[Start of section]

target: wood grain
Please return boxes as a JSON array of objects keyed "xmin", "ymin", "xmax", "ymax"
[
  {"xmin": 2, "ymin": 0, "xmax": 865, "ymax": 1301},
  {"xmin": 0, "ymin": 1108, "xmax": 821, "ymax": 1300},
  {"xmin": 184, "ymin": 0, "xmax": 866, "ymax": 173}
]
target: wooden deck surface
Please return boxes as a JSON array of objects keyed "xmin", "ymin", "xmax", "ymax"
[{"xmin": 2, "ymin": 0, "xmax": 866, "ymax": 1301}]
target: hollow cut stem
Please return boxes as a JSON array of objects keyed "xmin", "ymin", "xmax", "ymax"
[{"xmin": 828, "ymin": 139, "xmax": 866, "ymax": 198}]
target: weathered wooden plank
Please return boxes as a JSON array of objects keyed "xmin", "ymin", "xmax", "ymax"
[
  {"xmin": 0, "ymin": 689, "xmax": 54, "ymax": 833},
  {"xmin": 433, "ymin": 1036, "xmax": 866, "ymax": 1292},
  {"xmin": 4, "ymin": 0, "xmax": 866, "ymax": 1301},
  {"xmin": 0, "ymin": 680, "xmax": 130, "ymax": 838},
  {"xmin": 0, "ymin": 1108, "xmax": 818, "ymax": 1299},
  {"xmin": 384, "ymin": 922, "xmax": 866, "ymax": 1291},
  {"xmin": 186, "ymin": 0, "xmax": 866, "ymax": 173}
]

[End of section]

> Problem to work on
Above are some records; copy exactly the lines from the one with "target: hollow cut stem" through the one with "target: weathered wooden plank", both included, and no others.

> Output
target: hollow cut stem
Please return boxes as a JSON array of objects keyed "xmin", "ymin", "xmax", "ymax"
[{"xmin": 828, "ymin": 139, "xmax": 866, "ymax": 198}]
target: weathered wooden plank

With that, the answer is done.